**SOURCE DOCUMENT:**
================================

I been asking cats if they seen these. No one ever knows what the hell I'm talking about so since I clearly have To chew the food first to feed you little wolfs ill post this. Asics releasing these Gel Lyte speed joints in a few different colorsways these are the mustard and they dope as hell The gel lyte III Grey?Black/turquise purple my personal fave and they Got The Grey Goose Colorway which is just as dope. Go look for all the colors there might be more Check out sneakerfreaker or nicekicks .com for more info. Cause I'm not gonna go all into the thread count and materials used or how many Asian kids died making each shoe like they will.In any case I'm really fucking with asics for the rest of the summer some time in September is what we looking at. If i just get these goose joint and the purple joint I'm good..you can find the purple ones for sale at sneaker politics. -Hate-Nate

Freshness.. CONS CTS High Perf Chuck Taylor


The CONS CTS High Perf Is a fresh new look for the Chuck Taylor and more and importantly It's has been remodeled for performance... The shoe is made for skaters and is from what i can tell is mostly perforated leather. You know them canvas joints don't protect ya ankle. the shoe looks dope reminds me of the Master Mind converse colab, a little just a little. I love the shoe they should be out next spring/summer 2010... I'll have to get Both The white and black joints seems to be the only two colors. Funny though cause them canvas chucks I cant walk in. I Ride my Bike with my chucks cause they low top and light but walking in them just feel like walking bare foot on cobblestone.

Hate hate hate!!!


Five things I hate....
5. Nigga I hate Tomb Raider from the first time I seen this big headed white bitch on the small Gray Play-Station this bitch has made me sick. Why the fuck is her head so damn big and why hasn't P.E.D.A tried to ban this shit whole of a game. There really conveying that the slaughtering of endangered species is coo. This bitch shooting a tiger ain't sexy at all its sick. It's as if this bitch has a globe and spins it around only to mash her unrealistically sized tits on a a random country to kill their national mascot. "Oh your death warrant is signed little baby panda Mamas got a gun and unlimited ammo" Laura British slut fuck Croft. wtf she in the middle of the rain Forrest how does she keep reloading...Hate her creator put this old english speaking bitch to rest.

================================

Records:
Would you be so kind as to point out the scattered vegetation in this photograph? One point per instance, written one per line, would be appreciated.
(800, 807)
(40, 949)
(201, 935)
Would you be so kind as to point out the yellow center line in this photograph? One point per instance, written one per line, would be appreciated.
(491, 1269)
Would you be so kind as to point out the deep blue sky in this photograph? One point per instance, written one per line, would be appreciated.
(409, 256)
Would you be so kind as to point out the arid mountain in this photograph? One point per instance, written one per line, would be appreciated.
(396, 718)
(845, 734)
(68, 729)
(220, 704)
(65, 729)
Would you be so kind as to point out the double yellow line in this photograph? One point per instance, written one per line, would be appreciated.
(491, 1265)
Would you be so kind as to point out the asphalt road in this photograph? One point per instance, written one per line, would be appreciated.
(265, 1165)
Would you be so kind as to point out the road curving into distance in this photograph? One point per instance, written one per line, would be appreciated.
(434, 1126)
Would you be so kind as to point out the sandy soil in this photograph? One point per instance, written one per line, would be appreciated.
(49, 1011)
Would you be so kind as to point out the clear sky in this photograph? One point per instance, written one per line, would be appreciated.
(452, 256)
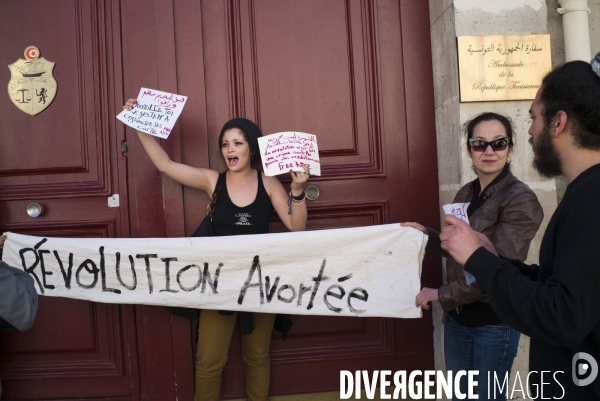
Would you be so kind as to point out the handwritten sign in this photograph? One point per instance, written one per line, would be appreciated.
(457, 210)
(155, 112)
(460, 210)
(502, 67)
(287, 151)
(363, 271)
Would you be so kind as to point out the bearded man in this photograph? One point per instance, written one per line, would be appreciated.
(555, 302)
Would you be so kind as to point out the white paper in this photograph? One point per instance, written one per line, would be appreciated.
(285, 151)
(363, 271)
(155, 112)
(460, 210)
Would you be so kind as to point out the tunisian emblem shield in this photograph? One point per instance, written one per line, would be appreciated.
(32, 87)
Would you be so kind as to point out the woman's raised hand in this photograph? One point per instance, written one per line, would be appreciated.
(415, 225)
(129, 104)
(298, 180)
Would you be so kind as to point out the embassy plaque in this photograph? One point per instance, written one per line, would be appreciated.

================================

**WHAT TO DO:**
A) In the sneaker blog post, which colors does the CONS CTS High Perf seem to come in?
B) Reproduce the passage of the sneaker blog post that opens with the words containing "Hate hate hate!!!" and closes with "bitch to rest.".

**RESPONSES:**
A) White and black.

B)
Hate hate hate!!!


Five things I hate....
5. Nigga I hate Tomb Raider from the first time I seen this big headed white bitch on the small Gray Play-Station this bitch has made me sick. Why the fuck is her head so damn big and why hasn't P.E.D.A tried to ban this shit whole of a game. There really conveying that the slaughtering of endangered species is coo. This bitch shooting a tiger ain't sexy at all its sick. It's as if this bitch has a globe and spins it around only to mash her unrealistically sized tits on a a random country to kill their national mascot. "Oh your death warrant is signed little baby panda Mamas got a gun and unlimited ammo" Laura British slut fuck Croft. wtf she in the middle of the rain Forrest how does she keep reloading...Hate her creator put this old english speaking bitch to rest.